= WORK REQUIRED =
Please turn every line of the items below into a Markdown table with the columns "No." and "Line," numbering the rows and skipping blank lines. Leave the pictures out of the answer.

[Start PROVIDED RECORDS]

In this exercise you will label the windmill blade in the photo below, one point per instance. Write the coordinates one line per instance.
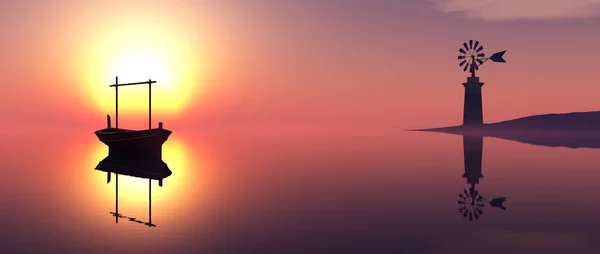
(497, 57)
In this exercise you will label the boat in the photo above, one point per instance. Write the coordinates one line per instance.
(135, 153)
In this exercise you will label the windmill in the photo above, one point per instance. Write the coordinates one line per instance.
(471, 57)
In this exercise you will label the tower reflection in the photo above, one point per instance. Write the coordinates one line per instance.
(471, 202)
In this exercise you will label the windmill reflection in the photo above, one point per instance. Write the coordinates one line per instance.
(471, 202)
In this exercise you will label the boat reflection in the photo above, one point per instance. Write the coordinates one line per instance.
(139, 174)
(471, 202)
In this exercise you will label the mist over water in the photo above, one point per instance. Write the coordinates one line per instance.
(289, 191)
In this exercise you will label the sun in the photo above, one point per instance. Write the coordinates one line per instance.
(159, 51)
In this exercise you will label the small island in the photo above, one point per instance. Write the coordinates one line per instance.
(573, 130)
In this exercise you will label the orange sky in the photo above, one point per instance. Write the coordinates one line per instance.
(293, 62)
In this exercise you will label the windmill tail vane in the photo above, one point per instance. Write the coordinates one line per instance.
(471, 56)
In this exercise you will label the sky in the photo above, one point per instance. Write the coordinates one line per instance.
(292, 63)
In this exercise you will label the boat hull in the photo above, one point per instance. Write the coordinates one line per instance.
(134, 153)
(156, 170)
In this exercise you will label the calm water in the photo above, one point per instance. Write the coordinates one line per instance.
(362, 191)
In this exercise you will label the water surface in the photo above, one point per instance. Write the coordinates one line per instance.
(291, 191)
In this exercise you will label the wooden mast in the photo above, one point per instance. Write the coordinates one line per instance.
(116, 102)
(117, 85)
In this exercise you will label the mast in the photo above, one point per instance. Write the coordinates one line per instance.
(116, 85)
(150, 202)
(116, 102)
(149, 104)
(116, 198)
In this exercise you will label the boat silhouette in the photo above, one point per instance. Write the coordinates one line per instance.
(134, 152)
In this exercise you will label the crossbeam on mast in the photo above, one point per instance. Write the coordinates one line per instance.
(117, 85)
(136, 83)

[End PROVIDED RECORDS]

= OUTPUT FOR THIS EXERCISE =
| No. | Line |
|---|---|
| 1 | In this exercise you will label the windmill blade in the photo below, one point per instance. Write the coordinates one line per instance. |
| 2 | (497, 57) |
| 3 | In this exercise you will label the boat in the photo above, one point per instance. Write the coordinates one line per instance. |
| 4 | (135, 153) |
| 5 | In this exercise you will label the windmill in the photo above, one point per instance. Write the coordinates one line per instance. |
| 6 | (471, 57) |
| 7 | In this exercise you will label the tower reflection in the photo above, one point per instance. Write the coordinates one line per instance. |
| 8 | (471, 202) |
| 9 | In this exercise you will label the windmill reflection in the photo above, one point per instance. Write the coordinates one line per instance. |
| 10 | (471, 202) |
| 11 | In this exercise you will label the boat reflection in the photo above, one point per instance. Write the coordinates one line per instance. |
| 12 | (139, 174) |
| 13 | (471, 202) |
| 14 | In this exercise you will label the mist over water in the photo above, one point per instance. Write the coordinates one line per instance. |
| 15 | (289, 191) |
| 16 | In this exercise you will label the sun in the photo above, one point per instance. Write the coordinates one line per instance. |
| 17 | (159, 51) |
| 18 | In this exercise you will label the small island in the photo above, one point per instance. Write the coordinates one line per instance. |
| 19 | (573, 130) |
| 20 | In this exercise you will label the orange sky in the photo above, one point per instance. Write the coordinates one line per instance. |
| 21 | (293, 62) |
| 22 | In this exercise you will label the windmill tail vane in the photo above, one point per instance. Write the coordinates one line per instance. |
| 23 | (471, 56) |
| 24 | In this exercise you will label the sky in the photo above, one point per instance. Write the coordinates one line per instance. |
| 25 | (292, 63) |
| 26 | In this exercise you will label the boat hull in the photo above, one point per instance. Write the coordinates one line per instance. |
| 27 | (134, 153) |
| 28 | (156, 170) |
| 29 | In this exercise you will label the calm water in the photo above, one point per instance. Write the coordinates one line per instance. |
| 30 | (362, 191) |
| 31 | In this exercise you will label the water surface in the photo above, one point per instance. Write the coordinates one line per instance. |
| 32 | (291, 191) |
| 33 | In this exercise you will label the wooden mast in the photo above, one point per instance. Write the coordinates one line per instance. |
| 34 | (116, 102) |
| 35 | (117, 85) |
| 36 | In this exercise you will label the mast in the photo above, one point per instance. Write the coordinates one line per instance. |
| 37 | (116, 85) |
| 38 | (150, 202) |
| 39 | (116, 102) |
| 40 | (149, 104) |
| 41 | (116, 198) |
| 42 | In this exercise you will label the boat silhouette in the photo above, one point per instance. Write the coordinates one line per instance. |
| 43 | (134, 152) |
| 44 | In this exercise you will label the crossbeam on mast in the photo above, one point per instance. Write the coordinates one line per instance. |
| 45 | (117, 85) |
| 46 | (136, 83) |